Exercises to complete:
A. Shorten the paragraph in the supernova article that begins "Keen to make sure his new toy was working" to a single sentence that keeps its main facts.
B. Please reproduce a passage of the supernova article word for word, beginning at the words "Keen to make" and stopping after the words "the celestial object.".
C. Does the supernova article agree with each statement below? Answer yes or no for each, quoting the words from the article that decide it. (i) Buso's telescope measured 16 inches. (ii) Melina Bersten worked at the Lick Observatory. (iii) Buso's images spanned about an hour.

Excerpted text:
Amateur astronomer looks at a distant star just as it explodes

Amateur astronomer, Victor Buso, struck lucky in September 2016 when he decided to test out a new camera attached to his 16 inch telescope.

Keen to make sure his new toy was working, he took a few pictures and checked the output. He noticed something that should not have been there. On the edge of the snappily named NGC 613 galaxy there was a pinpoint of light which grew in subsequent images.

Supernova image

Images taken by Víctor Buso over a period of about an hour showed the supernova light suddenly appearing and brightening rapidly.

Buso took his discovery to astronomer Melina Bersten at the Instituto de Astrofísica de La Plata in Argentina, who immediately contacted an international group of astronomers to survey the celestial object.

Structural and composition information captured in the very first moments of a star’s explosion cannot be obtained in any other way, and scientists were quick to train the Shane 3-meter telescope at the University of California’s Lick Observatory near San Jose, California, and the twin 10-meter telescopes of the W. M. Keck Observatory on Maunakea, Hawaii, onto the expanding supernova.

Collected material:

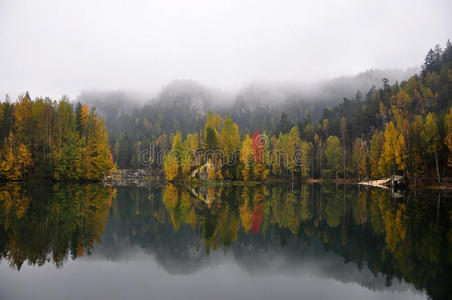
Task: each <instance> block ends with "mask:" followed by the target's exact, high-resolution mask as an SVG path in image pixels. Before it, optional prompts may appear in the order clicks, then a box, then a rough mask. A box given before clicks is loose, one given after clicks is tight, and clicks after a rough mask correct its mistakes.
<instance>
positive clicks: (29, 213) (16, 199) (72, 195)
mask: <svg viewBox="0 0 452 300" xmlns="http://www.w3.org/2000/svg"><path fill="white" fill-rule="evenodd" d="M110 199H111V192H110V189H109V188H104V187H102V186H100V185H94V184H93V185H67V186H61V185H54V186H53V187H52V186H50V187H44V186H34V187H24V186H22V185H21V184H17V183H9V184H7V185H6V186H3V187H2V188H0V236H1V238H0V251H1V252H0V258H1V259H5V260H7V261H8V262H9V264H10V265H11V266H12V267H15V268H17V269H20V268H21V266H22V264H23V263H24V261H26V260H27V261H28V262H29V263H30V264H33V265H34V264H37V265H43V264H44V263H46V262H47V261H48V260H51V261H53V262H54V263H55V264H56V265H57V266H61V265H62V264H63V262H64V260H65V259H66V258H67V255H68V252H70V253H71V254H72V257H73V258H75V257H77V256H80V255H82V254H83V253H84V251H85V250H88V251H89V249H90V248H91V247H92V246H93V243H94V242H95V241H100V237H101V235H102V232H103V230H104V227H105V221H106V218H107V215H108V205H109V201H110Z"/></svg>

Answers to the exercises:
A. While testing his new camera, Buso took a few pictures and noticed an unexpected pinpoint of light on the edge of the NGC 613 galaxy, which grew in later images.

B.
Keen to make sure his new toy was working, he took a few pictures and checked the output. He noticed something that should not have been there. On the edge of the snappily named NGC 613 galaxy there was a pinpoint of light which grew in subsequent images.

Supernova image

Images taken by Víctor Buso over a period of about an hour showed the supernova light suddenly appearing and brightening rapidly.

Buso took his discovery to astronomer Melina Bersten at the Instituto de Astrofísica de La Plata in Argentina, who immediately contacted an international group of astronomers to survey the celestial object.

C.
(i) Yes: "his 16 inch telescope"
(ii) No: "astronomer Melina Bersten at the Instituto de Astrofísica de La Plata in Argentina"
(iii) Yes: "Images taken by Víctor Buso over a period of about an hour"